### WORK TO COMPLETE
Using the records provided below, locate and copy each line that contains the word "image".

[Stored items]

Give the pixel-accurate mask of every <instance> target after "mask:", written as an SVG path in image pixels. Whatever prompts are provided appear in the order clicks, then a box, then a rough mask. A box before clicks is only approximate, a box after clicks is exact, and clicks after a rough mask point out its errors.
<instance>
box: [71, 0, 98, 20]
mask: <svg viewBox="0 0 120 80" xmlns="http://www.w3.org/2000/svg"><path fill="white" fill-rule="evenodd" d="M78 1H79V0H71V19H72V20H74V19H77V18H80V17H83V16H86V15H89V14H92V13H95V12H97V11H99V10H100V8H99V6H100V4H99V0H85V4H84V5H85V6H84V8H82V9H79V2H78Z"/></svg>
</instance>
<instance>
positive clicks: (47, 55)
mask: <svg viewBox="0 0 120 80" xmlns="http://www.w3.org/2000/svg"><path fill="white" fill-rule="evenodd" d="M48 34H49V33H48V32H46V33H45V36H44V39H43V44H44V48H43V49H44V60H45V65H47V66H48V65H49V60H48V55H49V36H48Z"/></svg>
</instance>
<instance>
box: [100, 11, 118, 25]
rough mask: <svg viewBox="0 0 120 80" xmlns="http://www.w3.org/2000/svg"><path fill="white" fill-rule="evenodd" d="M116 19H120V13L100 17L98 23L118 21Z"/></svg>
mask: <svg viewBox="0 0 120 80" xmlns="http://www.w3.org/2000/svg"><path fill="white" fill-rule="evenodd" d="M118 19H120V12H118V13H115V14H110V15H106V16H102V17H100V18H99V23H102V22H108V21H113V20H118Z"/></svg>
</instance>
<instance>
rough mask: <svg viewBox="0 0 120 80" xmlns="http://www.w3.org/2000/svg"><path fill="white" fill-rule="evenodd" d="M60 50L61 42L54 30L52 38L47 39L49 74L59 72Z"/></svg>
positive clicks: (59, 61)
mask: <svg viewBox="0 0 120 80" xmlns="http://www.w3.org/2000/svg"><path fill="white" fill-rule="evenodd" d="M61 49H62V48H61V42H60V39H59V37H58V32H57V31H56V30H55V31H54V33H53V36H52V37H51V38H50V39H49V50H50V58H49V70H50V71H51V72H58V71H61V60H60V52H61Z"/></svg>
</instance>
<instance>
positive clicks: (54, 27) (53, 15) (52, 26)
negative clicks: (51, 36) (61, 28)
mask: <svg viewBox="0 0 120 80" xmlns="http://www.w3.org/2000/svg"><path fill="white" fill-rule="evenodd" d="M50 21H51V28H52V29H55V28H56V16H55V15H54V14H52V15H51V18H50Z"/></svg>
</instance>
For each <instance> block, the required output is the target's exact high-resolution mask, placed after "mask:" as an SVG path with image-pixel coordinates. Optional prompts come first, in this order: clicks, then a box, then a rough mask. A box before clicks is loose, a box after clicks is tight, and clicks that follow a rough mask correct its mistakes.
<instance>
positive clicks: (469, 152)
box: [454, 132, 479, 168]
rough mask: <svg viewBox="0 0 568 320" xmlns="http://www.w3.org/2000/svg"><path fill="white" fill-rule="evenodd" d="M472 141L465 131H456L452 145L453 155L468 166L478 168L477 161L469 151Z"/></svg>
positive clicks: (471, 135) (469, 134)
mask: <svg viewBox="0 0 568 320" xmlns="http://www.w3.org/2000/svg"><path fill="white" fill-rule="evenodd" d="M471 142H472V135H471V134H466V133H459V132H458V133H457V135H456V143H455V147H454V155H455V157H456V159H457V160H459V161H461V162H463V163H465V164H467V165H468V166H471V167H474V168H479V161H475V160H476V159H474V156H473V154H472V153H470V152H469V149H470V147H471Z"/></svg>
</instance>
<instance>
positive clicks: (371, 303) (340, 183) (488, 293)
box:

### REPLY TO THE EXERCISE
Give the pixel-accurate mask of every <instance> target after "mask:", written as an SVG path in image pixels. Whatever prompts are provided appear in the order clicks, then a box, then a rough mask. A box before clicks is only approximate, a box after clicks is exact, and clicks after a rough mask point out its errors.
For each <instance> block, the required output is the target's exact high-resolution mask, placed after "mask:" as an SVG path with image-pixel coordinates. Optional prompts come first, in this order: clicks, then a box, then a rough mask. A box before clicks is loose, a box after clicks is tight, and clicks that follow a rough mask correct its mistakes.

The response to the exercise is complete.